• Supplied text:

Linear Regression & Race: King County Housing

Posted by Steven Zych on July 20, 2020

While there’s much to be said of how socially problematic machine learning models can be when used thoughtessly (such as these examples of systematically mis-diagnosing and failing to provide medical service to Black folks and failing to represent women in the hiring process), this little post is only going to tackle a specific instance of this problem. A machine-learning model I developed and recently used to assess this data from Kaggle–which contains informations on homes sold in and around Seattle frrom May 2014 to May 2015–was reflective of a racial bias present in the city’s contemporary housing market. In other words, the linear regression model I made had the goal of recommended cheap homes for first-time buyers. A large portion of these homes clustered in areas that were predominantly Black. These areas were:

  1. Far from the city center (either downtown Seattle or the wealthy tech hub of Bellevue).
  2. Away from desirable waterfront property.
  3. Lacking basements (AKA, generally smaller).

• What you need to do:
Repeat the housing post between "1. Far from" and "(AKA, generally smaller).", inclusive, swapping "waterfront" for "lakefront".

• Provided material:

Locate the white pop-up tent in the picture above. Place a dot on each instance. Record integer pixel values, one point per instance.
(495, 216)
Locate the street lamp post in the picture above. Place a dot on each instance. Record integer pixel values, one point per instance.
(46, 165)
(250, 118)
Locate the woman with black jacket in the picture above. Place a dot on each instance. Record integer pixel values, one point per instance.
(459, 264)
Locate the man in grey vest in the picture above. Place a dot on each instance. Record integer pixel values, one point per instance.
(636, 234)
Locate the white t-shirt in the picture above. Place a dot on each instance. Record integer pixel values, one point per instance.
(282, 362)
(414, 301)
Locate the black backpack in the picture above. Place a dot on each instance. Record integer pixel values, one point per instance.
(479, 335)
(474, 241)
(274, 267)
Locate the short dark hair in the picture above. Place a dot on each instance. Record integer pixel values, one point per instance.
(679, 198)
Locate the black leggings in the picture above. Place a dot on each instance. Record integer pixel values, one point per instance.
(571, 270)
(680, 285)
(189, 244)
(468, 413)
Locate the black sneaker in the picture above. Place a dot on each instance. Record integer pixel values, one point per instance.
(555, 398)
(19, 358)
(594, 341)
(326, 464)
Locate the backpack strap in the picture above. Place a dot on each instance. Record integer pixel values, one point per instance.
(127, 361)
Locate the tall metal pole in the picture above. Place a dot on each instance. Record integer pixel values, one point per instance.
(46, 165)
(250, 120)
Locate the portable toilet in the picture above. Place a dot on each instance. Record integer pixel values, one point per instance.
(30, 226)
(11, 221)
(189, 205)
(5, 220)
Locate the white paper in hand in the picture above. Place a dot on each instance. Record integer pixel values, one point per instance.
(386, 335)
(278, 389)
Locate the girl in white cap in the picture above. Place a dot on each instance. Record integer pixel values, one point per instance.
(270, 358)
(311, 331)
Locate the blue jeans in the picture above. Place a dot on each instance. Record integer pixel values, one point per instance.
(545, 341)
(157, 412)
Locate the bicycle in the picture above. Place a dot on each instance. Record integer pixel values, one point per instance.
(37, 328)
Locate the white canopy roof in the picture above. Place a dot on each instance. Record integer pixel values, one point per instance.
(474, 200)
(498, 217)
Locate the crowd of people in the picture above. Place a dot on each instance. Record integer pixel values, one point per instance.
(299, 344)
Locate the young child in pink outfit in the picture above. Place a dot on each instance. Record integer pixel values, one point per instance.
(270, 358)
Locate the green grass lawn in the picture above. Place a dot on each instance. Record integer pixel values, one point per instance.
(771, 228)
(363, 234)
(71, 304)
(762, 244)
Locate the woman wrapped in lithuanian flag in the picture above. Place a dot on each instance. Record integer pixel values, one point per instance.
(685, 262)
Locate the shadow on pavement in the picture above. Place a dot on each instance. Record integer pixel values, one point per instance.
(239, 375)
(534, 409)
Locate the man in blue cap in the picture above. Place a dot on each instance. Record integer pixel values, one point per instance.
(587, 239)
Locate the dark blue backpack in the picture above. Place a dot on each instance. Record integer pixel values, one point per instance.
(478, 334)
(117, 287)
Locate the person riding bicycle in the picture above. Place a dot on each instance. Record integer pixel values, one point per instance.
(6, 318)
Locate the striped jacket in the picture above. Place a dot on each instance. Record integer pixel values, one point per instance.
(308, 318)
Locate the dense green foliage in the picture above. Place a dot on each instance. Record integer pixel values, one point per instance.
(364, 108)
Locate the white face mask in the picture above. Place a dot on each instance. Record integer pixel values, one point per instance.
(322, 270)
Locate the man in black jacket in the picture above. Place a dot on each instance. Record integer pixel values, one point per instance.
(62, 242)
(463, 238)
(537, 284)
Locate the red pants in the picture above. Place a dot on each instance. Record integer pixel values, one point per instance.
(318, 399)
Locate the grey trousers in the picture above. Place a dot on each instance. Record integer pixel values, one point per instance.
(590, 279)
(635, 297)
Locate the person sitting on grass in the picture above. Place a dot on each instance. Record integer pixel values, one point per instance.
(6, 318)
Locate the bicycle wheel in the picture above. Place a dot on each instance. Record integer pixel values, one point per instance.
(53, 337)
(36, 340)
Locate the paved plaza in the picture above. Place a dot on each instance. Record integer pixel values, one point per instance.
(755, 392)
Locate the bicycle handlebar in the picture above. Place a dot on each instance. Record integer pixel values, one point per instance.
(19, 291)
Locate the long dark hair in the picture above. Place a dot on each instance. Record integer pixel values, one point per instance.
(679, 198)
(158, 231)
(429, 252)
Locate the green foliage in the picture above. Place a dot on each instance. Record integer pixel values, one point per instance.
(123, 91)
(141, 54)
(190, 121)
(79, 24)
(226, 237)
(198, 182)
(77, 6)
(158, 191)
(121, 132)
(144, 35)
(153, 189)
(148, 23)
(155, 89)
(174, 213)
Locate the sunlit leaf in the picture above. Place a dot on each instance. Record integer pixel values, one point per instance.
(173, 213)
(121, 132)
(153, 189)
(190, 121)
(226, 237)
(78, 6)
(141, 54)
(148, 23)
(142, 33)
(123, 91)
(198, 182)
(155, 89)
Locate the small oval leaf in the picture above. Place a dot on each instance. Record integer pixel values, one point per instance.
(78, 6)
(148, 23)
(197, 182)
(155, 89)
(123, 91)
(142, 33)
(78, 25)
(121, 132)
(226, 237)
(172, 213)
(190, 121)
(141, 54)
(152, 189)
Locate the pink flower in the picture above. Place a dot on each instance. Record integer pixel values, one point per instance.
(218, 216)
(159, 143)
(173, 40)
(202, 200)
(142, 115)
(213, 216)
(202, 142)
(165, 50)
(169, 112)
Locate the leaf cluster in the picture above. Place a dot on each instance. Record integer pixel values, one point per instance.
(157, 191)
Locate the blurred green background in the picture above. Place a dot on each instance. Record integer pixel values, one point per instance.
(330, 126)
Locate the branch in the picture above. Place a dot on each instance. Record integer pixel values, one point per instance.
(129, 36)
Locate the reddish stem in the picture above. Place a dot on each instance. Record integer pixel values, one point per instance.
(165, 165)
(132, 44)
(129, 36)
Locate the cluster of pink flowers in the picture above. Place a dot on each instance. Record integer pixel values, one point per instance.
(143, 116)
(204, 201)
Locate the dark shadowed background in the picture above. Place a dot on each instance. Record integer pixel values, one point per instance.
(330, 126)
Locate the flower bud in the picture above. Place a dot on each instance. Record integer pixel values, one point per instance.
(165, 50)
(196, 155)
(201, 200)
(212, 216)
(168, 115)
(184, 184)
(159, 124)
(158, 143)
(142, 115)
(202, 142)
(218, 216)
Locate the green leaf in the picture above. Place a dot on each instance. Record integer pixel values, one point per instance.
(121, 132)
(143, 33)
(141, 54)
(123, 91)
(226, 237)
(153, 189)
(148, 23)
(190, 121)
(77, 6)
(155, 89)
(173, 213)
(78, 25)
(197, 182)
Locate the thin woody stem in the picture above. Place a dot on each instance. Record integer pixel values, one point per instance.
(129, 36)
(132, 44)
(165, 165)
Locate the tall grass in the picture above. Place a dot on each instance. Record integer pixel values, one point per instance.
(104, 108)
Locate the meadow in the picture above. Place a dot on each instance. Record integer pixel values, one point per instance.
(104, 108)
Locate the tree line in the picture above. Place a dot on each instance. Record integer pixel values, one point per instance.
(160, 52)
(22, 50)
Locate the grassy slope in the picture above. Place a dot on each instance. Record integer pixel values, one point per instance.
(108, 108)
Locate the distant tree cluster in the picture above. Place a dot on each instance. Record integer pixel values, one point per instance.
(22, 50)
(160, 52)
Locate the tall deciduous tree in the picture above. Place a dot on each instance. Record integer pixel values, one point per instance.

• Worked solution:
1. Far from the city center (either downtown Seattle or the wealthy tech hub of Bellevue).
  2. Away from desirable lakefront property.
  3. Lacking basements (AKA, generally smaller).